- Page excerpt
Letters of Apology for My First Memoir is a must-read for all writers of memoirs-those who've written one or plan to-to see the pitfalls, hopes, and responses through the eyes of the writers and the friends receiving copies of what they've written. (The author has asked her son to make copies of the book available as party favors at her memorial service.)
It will also interest adoptees, adoptive parents, birth parents, and genealogists as well as estranged sisters becoming friends in their old age and to vegans and the people they annoy.
In humorous, self-deprecating prose--and sometimes verse--the author deals with writing, over-writing, being read, not being read, winning and alienating friends, sharing radically different memories of the same events, aging, and dying, all while asking about life and writing: What happens, and what does it mean?
"MEMOIR" is a piece of fiction in the middle of the triad that makes up the book:
"Mim had written a book, and it had a bar code!...Now she could die, or so she thought."
So begins the contrast between a memoirist's feeling of completion and the friends to whom she's sent a copy of her memoir:
"There should be a warning label on memoirs, and it should be all in caps with an exclamation mark after the word 'MEMOIR!' Like 'MARS ATTACKS!'"

- What to work on
(1) Transcribe part of the book description word for word, beginning at the words "It will also" and stopping after "people they annoy.".
(2) Answer these questions from the book description:
(a) What has the author asked her son to do at her memorial service?
(b) Where does "MEMOIR" fall among the three parts that make up the book?
(c) What did Mim's book have, according to the opening line of "MEMOIR"?

- Exercise data
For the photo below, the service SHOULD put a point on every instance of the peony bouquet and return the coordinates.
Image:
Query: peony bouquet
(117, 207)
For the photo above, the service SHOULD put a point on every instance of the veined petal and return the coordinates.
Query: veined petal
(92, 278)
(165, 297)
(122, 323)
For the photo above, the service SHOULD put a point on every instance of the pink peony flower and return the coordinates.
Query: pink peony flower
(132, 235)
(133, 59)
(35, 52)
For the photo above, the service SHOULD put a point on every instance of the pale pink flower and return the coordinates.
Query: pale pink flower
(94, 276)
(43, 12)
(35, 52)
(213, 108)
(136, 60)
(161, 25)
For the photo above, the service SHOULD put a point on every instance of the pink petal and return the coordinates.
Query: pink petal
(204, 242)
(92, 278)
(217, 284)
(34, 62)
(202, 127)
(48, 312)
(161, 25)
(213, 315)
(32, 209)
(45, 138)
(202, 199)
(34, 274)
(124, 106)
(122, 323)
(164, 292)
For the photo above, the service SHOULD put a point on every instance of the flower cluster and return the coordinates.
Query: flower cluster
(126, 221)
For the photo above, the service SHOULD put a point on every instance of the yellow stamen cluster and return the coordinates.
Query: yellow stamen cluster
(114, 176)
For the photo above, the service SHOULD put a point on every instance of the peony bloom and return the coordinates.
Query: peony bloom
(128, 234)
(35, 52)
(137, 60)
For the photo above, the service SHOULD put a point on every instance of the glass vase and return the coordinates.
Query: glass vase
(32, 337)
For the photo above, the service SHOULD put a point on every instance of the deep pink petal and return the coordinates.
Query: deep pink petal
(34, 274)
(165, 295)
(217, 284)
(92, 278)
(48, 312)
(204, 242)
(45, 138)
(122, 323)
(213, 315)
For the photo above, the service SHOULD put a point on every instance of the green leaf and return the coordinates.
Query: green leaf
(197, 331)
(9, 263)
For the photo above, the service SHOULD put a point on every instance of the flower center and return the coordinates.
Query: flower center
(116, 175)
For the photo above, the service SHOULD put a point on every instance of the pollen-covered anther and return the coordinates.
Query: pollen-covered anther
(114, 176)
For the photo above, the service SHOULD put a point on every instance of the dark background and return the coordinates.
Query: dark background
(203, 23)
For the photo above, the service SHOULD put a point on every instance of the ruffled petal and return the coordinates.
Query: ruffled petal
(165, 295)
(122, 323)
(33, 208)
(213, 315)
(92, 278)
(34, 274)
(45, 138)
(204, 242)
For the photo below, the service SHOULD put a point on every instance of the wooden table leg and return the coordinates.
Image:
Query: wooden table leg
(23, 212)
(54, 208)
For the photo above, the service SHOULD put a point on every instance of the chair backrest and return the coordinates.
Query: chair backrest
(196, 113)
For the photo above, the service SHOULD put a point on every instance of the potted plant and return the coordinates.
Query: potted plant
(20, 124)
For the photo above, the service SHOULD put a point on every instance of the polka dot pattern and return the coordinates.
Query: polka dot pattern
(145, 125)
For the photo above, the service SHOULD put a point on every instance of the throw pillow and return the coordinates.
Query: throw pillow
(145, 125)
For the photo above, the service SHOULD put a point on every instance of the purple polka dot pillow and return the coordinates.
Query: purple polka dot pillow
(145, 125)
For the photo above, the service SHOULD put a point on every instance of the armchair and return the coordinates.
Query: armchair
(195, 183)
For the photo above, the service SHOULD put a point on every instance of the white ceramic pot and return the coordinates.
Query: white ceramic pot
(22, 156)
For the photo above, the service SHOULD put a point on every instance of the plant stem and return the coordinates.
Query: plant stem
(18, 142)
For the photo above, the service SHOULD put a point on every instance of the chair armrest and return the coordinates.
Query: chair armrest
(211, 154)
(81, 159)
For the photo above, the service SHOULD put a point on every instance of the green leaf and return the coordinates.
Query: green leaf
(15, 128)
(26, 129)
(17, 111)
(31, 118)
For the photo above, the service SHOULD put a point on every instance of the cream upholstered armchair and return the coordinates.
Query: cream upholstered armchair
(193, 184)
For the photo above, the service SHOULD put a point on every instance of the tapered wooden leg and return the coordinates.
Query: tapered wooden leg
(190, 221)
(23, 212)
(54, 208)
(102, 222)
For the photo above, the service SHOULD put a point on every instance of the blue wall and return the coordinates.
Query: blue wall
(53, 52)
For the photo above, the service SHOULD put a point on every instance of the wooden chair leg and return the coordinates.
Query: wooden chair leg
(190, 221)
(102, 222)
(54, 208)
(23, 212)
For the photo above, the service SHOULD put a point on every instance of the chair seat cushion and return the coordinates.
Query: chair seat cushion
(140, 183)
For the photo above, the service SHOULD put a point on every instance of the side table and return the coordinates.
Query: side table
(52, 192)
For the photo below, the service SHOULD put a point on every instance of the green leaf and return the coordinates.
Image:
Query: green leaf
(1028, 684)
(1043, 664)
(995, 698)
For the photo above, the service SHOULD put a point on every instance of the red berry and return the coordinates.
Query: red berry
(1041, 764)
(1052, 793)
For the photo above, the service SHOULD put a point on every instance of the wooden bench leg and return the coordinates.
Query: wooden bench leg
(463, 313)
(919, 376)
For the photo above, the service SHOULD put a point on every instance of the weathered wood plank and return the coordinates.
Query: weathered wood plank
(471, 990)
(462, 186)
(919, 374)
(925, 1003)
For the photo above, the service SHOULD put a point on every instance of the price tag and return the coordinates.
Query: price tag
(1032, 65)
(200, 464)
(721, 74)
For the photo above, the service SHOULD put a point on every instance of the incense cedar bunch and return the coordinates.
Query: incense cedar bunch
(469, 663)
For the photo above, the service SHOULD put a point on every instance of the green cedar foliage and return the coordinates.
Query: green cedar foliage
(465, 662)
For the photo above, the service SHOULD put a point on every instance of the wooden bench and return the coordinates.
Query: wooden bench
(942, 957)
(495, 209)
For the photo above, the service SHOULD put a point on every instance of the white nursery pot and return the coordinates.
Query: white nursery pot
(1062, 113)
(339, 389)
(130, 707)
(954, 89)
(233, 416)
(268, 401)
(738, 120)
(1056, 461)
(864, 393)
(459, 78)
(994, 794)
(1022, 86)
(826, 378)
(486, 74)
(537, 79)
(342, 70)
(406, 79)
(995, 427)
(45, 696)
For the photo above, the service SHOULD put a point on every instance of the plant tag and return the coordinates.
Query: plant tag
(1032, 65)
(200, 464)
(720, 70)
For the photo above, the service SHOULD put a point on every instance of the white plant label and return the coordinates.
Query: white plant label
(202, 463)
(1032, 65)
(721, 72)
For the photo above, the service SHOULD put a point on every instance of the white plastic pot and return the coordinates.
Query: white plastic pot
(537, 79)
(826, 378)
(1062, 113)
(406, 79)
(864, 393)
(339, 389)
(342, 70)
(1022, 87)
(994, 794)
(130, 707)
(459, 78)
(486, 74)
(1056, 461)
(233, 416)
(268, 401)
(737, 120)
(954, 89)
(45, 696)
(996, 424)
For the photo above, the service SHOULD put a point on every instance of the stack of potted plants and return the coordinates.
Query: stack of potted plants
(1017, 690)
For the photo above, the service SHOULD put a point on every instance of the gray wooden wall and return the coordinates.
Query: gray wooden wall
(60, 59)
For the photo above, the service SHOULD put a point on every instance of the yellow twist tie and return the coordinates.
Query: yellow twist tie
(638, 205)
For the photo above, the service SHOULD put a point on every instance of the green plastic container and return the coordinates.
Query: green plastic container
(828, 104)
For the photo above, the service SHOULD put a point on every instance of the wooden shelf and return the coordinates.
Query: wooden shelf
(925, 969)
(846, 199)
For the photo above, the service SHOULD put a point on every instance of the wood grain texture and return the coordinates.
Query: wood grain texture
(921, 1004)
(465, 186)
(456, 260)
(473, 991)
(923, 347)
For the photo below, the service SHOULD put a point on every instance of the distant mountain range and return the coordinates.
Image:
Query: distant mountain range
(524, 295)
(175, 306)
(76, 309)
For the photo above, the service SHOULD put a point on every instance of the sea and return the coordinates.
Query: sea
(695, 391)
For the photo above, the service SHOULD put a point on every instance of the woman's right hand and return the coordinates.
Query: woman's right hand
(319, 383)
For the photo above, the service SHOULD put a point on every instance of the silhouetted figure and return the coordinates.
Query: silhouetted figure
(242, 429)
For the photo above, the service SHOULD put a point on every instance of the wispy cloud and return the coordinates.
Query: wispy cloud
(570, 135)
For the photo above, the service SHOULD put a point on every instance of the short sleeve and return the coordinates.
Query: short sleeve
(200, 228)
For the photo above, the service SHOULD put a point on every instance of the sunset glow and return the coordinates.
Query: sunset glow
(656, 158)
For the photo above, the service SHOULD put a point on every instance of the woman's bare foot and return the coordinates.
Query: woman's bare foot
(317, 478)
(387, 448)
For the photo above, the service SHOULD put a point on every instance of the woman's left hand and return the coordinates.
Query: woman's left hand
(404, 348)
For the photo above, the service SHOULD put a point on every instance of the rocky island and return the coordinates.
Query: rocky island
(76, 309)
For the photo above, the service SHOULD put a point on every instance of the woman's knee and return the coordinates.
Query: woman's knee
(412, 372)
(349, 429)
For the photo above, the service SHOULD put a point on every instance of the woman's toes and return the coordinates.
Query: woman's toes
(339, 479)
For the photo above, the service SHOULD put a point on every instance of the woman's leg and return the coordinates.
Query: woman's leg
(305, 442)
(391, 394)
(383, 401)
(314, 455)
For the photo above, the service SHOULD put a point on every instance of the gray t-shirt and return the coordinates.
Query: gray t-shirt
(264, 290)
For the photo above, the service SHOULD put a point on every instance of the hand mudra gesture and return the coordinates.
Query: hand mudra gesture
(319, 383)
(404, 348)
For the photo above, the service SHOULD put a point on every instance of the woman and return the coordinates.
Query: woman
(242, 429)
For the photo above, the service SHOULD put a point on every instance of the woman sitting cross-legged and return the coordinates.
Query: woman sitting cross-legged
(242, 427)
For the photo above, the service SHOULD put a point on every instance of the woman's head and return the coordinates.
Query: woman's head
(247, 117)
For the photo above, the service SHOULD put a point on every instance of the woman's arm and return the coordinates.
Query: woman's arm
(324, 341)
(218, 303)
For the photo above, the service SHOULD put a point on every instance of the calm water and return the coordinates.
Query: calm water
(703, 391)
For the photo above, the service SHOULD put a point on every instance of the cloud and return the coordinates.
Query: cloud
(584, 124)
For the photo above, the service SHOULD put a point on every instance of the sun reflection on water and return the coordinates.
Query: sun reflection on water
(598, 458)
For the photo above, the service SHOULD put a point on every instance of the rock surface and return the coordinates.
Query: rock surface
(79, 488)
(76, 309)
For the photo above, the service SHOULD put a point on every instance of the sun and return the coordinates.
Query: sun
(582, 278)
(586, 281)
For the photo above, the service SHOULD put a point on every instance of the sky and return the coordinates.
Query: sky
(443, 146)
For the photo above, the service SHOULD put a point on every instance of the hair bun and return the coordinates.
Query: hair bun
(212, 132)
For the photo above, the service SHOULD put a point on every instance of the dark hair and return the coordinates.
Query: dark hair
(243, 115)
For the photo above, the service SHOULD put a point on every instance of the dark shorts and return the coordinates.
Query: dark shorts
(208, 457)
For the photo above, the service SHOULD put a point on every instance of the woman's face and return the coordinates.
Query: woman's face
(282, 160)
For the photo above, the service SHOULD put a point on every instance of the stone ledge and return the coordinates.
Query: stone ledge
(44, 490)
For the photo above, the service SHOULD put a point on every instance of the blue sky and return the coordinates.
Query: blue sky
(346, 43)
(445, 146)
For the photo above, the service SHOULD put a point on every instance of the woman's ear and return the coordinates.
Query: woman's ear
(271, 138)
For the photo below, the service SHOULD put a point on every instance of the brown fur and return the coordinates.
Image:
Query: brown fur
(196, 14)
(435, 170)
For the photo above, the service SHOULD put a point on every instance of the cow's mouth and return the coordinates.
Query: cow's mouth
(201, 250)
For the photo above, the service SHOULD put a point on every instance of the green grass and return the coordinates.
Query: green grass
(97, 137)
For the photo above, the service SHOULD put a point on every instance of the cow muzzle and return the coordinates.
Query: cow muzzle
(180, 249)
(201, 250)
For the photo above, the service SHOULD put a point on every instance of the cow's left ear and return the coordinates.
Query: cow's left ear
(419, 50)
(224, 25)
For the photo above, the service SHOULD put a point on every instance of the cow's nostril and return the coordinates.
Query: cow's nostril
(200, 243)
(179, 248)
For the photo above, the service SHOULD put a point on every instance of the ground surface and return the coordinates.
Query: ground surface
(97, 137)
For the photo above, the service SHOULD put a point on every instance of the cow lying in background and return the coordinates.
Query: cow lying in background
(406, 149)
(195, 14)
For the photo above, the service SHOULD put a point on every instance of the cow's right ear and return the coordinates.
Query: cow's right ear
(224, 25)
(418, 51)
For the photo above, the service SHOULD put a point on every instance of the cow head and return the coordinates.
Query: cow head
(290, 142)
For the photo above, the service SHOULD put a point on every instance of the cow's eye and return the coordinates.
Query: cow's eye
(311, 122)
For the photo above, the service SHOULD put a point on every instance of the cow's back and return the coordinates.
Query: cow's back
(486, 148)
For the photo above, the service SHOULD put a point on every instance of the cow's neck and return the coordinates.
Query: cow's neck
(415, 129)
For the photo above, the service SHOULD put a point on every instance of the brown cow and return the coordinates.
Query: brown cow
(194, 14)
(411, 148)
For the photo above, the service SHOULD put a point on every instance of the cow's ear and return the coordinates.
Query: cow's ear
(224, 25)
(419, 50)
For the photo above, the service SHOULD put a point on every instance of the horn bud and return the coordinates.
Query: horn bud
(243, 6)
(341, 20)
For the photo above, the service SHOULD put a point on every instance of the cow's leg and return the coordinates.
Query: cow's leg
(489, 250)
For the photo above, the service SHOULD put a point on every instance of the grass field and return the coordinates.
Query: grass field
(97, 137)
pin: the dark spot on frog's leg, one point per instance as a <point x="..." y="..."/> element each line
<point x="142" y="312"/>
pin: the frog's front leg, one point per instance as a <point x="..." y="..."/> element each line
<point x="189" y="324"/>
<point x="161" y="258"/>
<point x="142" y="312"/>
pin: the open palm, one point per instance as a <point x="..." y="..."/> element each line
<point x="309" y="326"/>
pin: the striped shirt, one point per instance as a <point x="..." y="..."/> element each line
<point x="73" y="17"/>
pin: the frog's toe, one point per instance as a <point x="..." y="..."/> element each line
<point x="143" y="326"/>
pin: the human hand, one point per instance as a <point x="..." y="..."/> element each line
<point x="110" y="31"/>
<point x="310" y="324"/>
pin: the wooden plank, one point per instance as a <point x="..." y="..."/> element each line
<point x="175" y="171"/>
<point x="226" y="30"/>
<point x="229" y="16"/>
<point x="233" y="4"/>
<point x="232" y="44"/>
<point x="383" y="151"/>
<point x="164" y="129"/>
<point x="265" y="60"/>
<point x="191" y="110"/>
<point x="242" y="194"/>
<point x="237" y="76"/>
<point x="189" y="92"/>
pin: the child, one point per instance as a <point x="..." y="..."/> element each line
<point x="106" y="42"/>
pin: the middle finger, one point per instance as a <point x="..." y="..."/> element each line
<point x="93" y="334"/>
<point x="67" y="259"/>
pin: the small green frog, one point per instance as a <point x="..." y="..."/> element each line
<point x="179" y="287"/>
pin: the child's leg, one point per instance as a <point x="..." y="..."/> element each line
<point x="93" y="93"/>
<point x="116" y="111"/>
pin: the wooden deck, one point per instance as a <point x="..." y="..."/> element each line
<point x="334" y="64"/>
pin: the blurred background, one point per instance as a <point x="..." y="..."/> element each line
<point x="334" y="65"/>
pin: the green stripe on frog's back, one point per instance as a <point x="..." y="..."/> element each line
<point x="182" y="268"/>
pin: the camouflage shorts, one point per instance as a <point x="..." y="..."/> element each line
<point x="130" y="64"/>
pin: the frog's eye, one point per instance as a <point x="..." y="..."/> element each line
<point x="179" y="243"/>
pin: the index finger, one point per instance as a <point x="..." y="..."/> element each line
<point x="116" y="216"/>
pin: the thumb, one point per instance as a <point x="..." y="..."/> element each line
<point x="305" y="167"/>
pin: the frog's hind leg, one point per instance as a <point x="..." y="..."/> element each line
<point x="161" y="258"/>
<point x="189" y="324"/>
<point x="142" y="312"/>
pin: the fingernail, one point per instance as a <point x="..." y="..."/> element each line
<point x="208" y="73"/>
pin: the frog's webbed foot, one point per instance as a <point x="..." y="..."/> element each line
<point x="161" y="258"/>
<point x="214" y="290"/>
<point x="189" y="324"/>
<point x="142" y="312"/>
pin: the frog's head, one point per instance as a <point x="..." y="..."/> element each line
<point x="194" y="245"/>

- Results of the exercise
(1)
It will also interest adoptees, adoptive parents, birth parents, and genealogists as well as estranged sisters becoming friends in their old age and to vegans and the people they annoy.

(2)
(a) Make copies of the book available as party favors.
(b) In the middle.
(c) A bar code.